### Instruction
Copy out the records below, replacing each "deepest" with "farthest" and leaving everything else unchanged.
## Start
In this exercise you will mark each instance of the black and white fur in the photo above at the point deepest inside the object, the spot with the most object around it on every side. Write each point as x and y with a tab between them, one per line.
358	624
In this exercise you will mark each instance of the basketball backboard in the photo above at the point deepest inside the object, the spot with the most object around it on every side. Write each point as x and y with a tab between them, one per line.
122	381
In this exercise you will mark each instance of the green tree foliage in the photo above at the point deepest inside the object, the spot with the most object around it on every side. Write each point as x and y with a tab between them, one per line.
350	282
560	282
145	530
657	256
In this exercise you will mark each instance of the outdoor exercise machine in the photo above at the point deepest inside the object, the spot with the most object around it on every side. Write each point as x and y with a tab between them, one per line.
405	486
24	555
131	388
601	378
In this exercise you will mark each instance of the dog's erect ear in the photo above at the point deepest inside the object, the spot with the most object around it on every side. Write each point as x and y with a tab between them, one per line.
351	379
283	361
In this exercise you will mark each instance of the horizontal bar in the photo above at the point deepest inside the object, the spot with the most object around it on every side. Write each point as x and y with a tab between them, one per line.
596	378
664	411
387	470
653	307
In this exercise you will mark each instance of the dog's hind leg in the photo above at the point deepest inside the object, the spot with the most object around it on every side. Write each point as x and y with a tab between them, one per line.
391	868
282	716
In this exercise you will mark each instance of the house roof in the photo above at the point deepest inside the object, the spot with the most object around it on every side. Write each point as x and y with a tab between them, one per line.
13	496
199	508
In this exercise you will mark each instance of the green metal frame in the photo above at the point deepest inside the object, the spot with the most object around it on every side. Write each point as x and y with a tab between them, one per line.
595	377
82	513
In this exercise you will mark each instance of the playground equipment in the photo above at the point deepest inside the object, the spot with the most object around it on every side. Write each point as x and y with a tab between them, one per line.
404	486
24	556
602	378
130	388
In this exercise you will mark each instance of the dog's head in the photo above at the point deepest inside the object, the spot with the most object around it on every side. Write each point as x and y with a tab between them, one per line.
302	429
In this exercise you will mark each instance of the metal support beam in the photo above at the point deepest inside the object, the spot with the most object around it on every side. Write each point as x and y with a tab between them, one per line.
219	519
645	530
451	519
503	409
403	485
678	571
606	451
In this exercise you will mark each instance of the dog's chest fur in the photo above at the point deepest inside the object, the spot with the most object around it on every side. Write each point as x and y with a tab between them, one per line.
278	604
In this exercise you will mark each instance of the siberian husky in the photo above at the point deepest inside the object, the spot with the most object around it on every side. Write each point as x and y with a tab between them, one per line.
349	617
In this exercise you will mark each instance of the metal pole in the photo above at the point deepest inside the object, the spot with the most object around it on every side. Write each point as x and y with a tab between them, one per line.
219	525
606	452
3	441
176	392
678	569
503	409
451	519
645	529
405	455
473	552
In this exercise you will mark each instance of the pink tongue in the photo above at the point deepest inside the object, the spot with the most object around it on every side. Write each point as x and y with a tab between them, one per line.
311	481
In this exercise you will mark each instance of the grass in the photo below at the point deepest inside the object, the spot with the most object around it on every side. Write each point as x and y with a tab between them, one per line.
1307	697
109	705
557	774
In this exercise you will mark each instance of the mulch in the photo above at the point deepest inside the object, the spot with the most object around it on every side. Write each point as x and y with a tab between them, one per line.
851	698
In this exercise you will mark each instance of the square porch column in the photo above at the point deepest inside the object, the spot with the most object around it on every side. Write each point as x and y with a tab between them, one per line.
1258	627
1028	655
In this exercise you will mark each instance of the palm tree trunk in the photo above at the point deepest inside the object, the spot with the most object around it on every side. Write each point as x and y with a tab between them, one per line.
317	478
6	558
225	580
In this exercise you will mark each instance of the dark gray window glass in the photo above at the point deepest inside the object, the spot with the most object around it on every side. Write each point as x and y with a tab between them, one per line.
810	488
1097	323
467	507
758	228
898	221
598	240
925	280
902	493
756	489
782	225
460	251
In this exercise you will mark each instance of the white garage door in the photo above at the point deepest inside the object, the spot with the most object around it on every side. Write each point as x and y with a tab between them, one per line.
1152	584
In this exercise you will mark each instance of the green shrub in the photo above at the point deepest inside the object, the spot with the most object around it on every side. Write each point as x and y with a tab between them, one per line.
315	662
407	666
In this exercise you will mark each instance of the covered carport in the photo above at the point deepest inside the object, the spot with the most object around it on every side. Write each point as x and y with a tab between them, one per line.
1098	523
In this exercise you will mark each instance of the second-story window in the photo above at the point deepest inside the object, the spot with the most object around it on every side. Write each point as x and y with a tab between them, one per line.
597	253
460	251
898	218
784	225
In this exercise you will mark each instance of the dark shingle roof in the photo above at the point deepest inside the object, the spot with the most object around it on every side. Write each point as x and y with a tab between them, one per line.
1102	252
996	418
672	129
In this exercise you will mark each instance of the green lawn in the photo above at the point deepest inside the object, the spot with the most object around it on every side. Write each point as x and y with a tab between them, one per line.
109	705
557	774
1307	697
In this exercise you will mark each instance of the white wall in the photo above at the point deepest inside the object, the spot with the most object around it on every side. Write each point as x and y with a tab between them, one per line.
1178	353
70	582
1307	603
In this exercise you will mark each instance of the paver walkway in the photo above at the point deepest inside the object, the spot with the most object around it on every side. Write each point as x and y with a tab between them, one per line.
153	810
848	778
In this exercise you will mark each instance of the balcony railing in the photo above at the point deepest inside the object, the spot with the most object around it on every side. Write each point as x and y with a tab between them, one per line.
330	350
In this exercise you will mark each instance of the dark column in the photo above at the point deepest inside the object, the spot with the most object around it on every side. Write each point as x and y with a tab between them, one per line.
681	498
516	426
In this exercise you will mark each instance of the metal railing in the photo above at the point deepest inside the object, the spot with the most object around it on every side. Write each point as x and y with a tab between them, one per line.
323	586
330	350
## End
### Response for this exercise
In this exercise you will mark each instance of the black and white fur in the photo above at the point farthest inside the object, the spot with the most object around it on every side. Write each point as x and y with a tab between them, one per line.
358	624
In this exercise you will mark each instance of the basketball backboard in the photo above at the point farthest inside the object, the spot with the most object around it on every side. Write each point as x and y with a tab between them, one per line.
122	381
In this exercise you will mark each instance of the green tree foliage in the photo above at the point farthest inside the object, the spot with the most object around it on every side. Write each point as x and y with a tab between them, one per line.
350	282
560	282
145	530
657	256
In this exercise you will mark each instance of the outdoor exercise machine in the photo above at the point farthest inside the object, the spot with the most object around it on every side. Write each point as x and y with a tab between them, one per line.
405	486
24	555
131	388
601	378
In this exercise you will mark each instance of the dog's erect ear in the photo above at the point farthest inside the object, the spot with the most object around it on every side. Write each point as x and y with a tab between them, one per line.
351	379
283	361
In this exercise you will mark each instance of the horizontal bar in the photo above at the point farthest inside the object, the spot with the most object around it on every side. Write each point as x and y with a tab between them, one per line.
596	378
664	411
387	470
653	307
In this exercise you will mark each instance of the dog's hind leg in the photo above at the point farthest inside the object, the spot with the most object around it on every side. Write each point as x and y with a tab between them, one per line.
391	868
282	716
In this exercise you will mark each instance of the house roof in the photo above at the point farthest inside the object, the spot with the most object around it on every side. Write each point as x and y with a tab between them, one per line.
13	496
199	508
In this exercise you will mark each instance of the green metal frame in the photo above at the point farthest inside the object, the spot with the most object around it on every side. Write each point as x and y with a tab between them, one per line.
595	377
82	513
In this exercise you will mark each instance of the playground equipment in the photo above at the point farthest inside the object, the spot with the most object around it on every side. Write each point as x and y with a tab between them, one per line.
404	486
24	556
602	378
130	388
In this exercise you will mark each instance of the dog's head in the photo above at the point farthest inside the object, the spot with the most object around it on every side. Write each point as x and y with a tab between them, one per line.
302	429
In this exercise you will mark each instance of the metal support beam in the photo above at the point farthest inside the object, the spot with the most object around it on every side. Write each point as x and y with a tab between them, one per line.
219	519
645	530
451	519
503	409
403	485
678	571
606	451
In this exercise you will mark each instance of the dog's chest fur in the photo above at the point farthest inside the object, the spot with the most object around it on every side. Write each point as x and y with a tab between them, one per line.
278	604
In this exercise you will mark each instance of the siberian husky in the photo above at the point farthest inside the object, the spot with the most object around it on every side. Write each point as x and y with a tab between them, one per line.
349	617
In this exercise you will mark each instance of the metal pole in the photo above at the point farthest inside the object, the spot with the most object around it on every side. Write each point as x and y with a tab between them, one per line.
219	525
606	452
3	441
176	392
678	569
503	409
451	519
645	529
405	455
473	552
In this exercise you will mark each instance of the pink tongue in the photo above at the point farthest inside the object, the spot with the most object around it on every side. Write each point as x and y with a tab between them, one per line.
311	481
In this exercise you will mark each instance of the grass in the photo below at the point farthest inside the object, the spot with the most object around it on every side. Write each point as x and y with a tab between them, one per line.
1307	697
109	705
557	774
In this exercise you will mark each instance of the mulch in the photo above at the point farthest inside the object, the spot with the most object around it on every side. Write each point as x and y with a tab between them, one per line.
851	698
In this exercise you will mark each instance of the square porch column in the photo above at the point farthest inside the object, the spot with the most object around it on every side. Write each point as x and y with a tab between them, one per line.
1258	627
1028	655
In this exercise you will mark each instance of the palm tree trunk in the photo above at the point farthest inside the object, the spot with the most object around it on every side. Write each point as x and y with a tab between them, one per line.
317	478
6	558
225	580
In this exercise you will mark each instance of the dark gray window glass in the photo above at the point farthest inside the object, the spot with the most object around it on every side. Write each point as x and y with a tab between them, one per line.
810	488
1097	323
467	507
758	228
898	221
598	240
925	280
902	493
756	489
782	225
460	251
In this exercise you will mark each instance of the white garage door in the photo above at the point farthest inside the object, the spot with the most object around it on every side. Write each point as x and y with a tab between them, one per line.
1152	584
In this exercise you will mark each instance of the green shrub in the photo above at the point farthest inside the object, the spot with the most object around it on every side. Write each point as x and y with a tab between them, one per line.
315	662
407	666
In this exercise you will mark each instance of the covered carport in the photo above at the point farthest inside the object, the spot with the most object around it on every side. Write each point as x and y with a tab between them, one per line.
1098	523
In this exercise you will mark each instance of the second-story window in the photo above at the point farthest inside the object, the spot with the most object around it on every side. Write each point as x and y with a tab between them, one per line.
597	253
460	251
898	218
784	225
In this exercise you will mark each instance of the dark shingle roof in the photo above at the point farthest inside the object, the spot with the most object around it on every side. Write each point as x and y with a tab between them, one per line.
1102	252
996	418
672	129
In this exercise you will mark each instance of the green lawn in the photo above at the point farthest inside the object, the spot with the most object around it on every side. Write each point as x and y with a tab between them, one per line.
109	705
557	774
1307	697
In this exercise you will mark each instance of the white wall in the photo above at the point farthest inside the object, the spot with the most object around it on every side. Write each point as x and y with a tab between them, one per line.
1178	353
70	582
1307	603
In this exercise you will mark each instance of the paver walkway in the photo above at the point farthest inside the object, the spot with the most object around it on every side. Write each point as x and y with a tab between them, one per line.
153	810
848	778
In this exercise you will mark each instance of the balcony railing in the photo above at the point farthest inside the object, the spot with the most object around it on every side. Write each point as x and y with a tab between them, one per line.
330	350
In this exercise you will mark each instance of the dark column in the photo above at the point farthest inside the object, the spot with the most object around it on every side. Write each point as x and y with a tab between them, one per line.
681	498
516	426
In this exercise you will mark each instance of the metal railing in the photo above at the point farthest inside the object, the spot with the most object around it on every side. Write each point as x and y with a tab between them, one per line.
323	586
330	350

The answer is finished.